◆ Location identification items
━━━━━━
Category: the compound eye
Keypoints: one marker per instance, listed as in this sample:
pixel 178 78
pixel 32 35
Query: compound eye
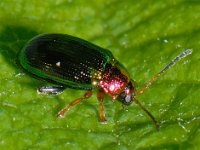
pixel 128 99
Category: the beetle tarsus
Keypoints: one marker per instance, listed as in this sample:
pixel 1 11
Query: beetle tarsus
pixel 73 103
pixel 101 108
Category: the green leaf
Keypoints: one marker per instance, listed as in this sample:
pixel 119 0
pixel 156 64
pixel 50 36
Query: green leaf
pixel 144 36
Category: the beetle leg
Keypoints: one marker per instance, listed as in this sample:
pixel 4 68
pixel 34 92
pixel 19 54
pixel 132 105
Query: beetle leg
pixel 101 113
pixel 50 89
pixel 73 103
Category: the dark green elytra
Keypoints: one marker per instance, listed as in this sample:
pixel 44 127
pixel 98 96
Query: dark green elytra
pixel 64 59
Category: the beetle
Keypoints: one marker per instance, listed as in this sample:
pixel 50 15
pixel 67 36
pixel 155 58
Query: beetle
pixel 68 61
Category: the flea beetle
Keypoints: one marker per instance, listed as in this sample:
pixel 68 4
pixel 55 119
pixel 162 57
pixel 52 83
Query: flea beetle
pixel 68 61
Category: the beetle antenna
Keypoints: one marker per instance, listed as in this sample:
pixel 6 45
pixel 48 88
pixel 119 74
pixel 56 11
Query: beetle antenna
pixel 173 62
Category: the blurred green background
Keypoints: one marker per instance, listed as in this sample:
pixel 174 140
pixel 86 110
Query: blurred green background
pixel 143 35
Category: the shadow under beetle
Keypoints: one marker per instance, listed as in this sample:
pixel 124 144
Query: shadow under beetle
pixel 72 62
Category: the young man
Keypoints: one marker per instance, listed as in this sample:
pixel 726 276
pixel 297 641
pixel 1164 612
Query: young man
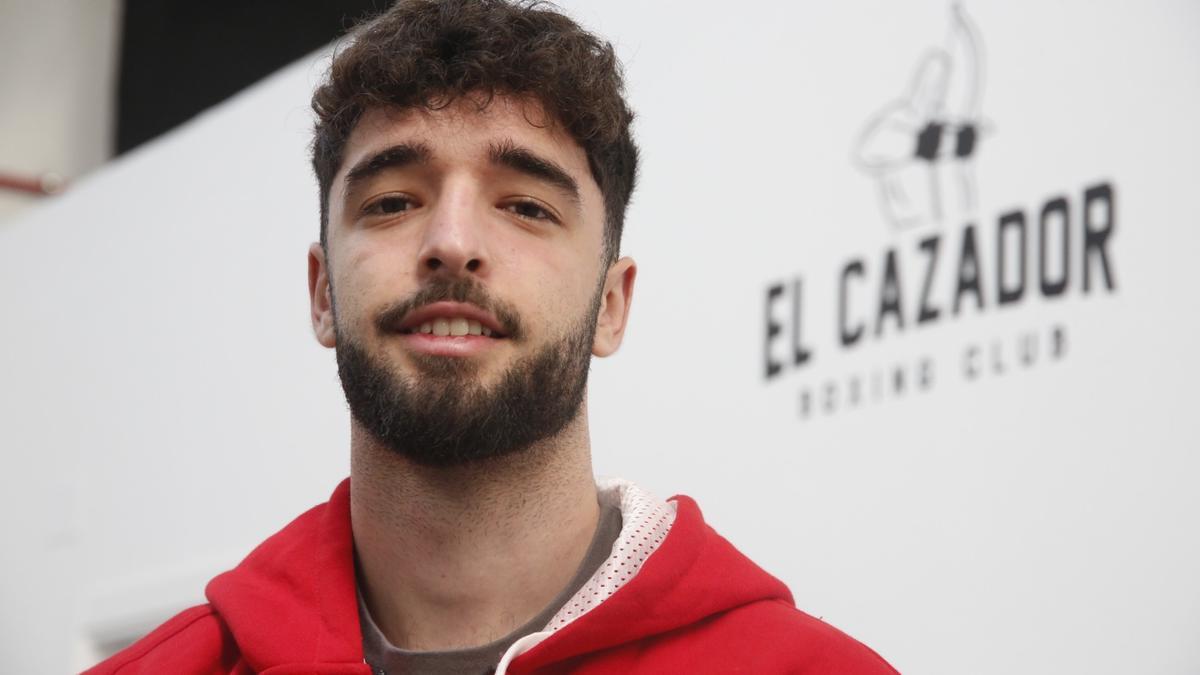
pixel 475 161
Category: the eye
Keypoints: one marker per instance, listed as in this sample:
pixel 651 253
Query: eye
pixel 531 210
pixel 390 204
━━━━━━
◆ OBJECTIVE
Reproduce all of the rows above verbatim, omitting the pictures.

◆ SOLUTION TO THE PROBLEM
Category: the compound eye
Keypoints: one marker per instance, listed as in this sample:
pixel 178 78
pixel 32 35
Query: compound eye
pixel 128 99
Category: the beetle tarsus
Keypoints: one marker per instance, listed as in this sample:
pixel 1 11
Query: beetle tarsus
pixel 73 103
pixel 101 108
Category: the green leaf
Keypoints: one marker per instance, listed as in this sample:
pixel 119 0
pixel 156 64
pixel 50 36
Query: green leaf
pixel 144 36
Category: the beetle leg
Keypoints: one marker per instance, listed as in this sample:
pixel 4 68
pixel 34 92
pixel 19 54
pixel 132 105
Query: beetle leg
pixel 101 113
pixel 50 89
pixel 73 103
Category: the dark green elytra
Keypoints: one marker per instance, listed as in this sample:
pixel 44 127
pixel 98 96
Query: dark green elytra
pixel 64 59
Category: the beetle
Keypoints: one marker per instance, listed as in this sample:
pixel 50 15
pixel 67 36
pixel 155 58
Query: beetle
pixel 68 61
Category: the flea beetle
Keypoints: one marker per instance, listed as in this sample:
pixel 68 4
pixel 55 119
pixel 162 57
pixel 52 83
Query: flea beetle
pixel 68 61
Category: the beetle antenna
Keypoints: one marker per instance, listed as in this sample:
pixel 6 45
pixel 48 88
pixel 119 74
pixel 56 11
Query: beetle antenna
pixel 173 62
Category: the blurred green background
Keypoints: one marker per instance, listed as in this sample:
pixel 174 140
pixel 86 110
Query: blurred green background
pixel 143 35
Category: the shadow under beetle
Keypoints: one marker per instance, listed as in this sample:
pixel 124 144
Query: shadow under beetle
pixel 72 62
Category: the young man
Keypoints: one marker per instance, listed as in this sample:
pixel 726 276
pixel 297 641
pixel 1164 612
Query: young man
pixel 475 161
Category: the eye
Keypoints: one marker per instance, listed as in this sample:
pixel 651 253
Query: eye
pixel 531 210
pixel 390 204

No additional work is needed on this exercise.